- [Work order] Your whole answer should be the number of lines in the material below that include the word "locate".

========

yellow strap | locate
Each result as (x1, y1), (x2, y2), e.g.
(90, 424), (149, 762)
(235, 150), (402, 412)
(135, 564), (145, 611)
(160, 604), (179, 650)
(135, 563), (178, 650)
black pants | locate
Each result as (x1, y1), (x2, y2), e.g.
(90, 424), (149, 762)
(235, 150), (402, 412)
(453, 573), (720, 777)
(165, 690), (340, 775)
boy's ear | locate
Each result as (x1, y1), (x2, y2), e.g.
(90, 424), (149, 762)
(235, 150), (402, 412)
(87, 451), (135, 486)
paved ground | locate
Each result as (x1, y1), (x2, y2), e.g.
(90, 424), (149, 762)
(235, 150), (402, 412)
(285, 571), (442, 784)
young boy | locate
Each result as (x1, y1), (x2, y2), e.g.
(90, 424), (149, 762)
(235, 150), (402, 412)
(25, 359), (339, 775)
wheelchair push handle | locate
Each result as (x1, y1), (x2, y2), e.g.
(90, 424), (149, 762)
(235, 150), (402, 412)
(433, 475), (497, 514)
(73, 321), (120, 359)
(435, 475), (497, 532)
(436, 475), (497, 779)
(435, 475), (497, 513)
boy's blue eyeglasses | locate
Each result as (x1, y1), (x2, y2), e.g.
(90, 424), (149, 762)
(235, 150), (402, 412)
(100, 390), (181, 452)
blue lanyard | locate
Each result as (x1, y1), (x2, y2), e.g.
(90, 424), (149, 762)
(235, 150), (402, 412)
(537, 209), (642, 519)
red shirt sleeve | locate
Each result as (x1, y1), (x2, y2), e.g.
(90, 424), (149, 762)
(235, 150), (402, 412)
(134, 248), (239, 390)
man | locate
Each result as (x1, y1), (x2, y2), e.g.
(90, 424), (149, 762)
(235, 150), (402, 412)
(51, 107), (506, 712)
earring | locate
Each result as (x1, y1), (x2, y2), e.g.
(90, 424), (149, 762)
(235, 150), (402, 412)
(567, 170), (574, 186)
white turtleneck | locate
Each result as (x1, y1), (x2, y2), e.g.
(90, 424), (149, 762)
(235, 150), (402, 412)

========

- [Result] 12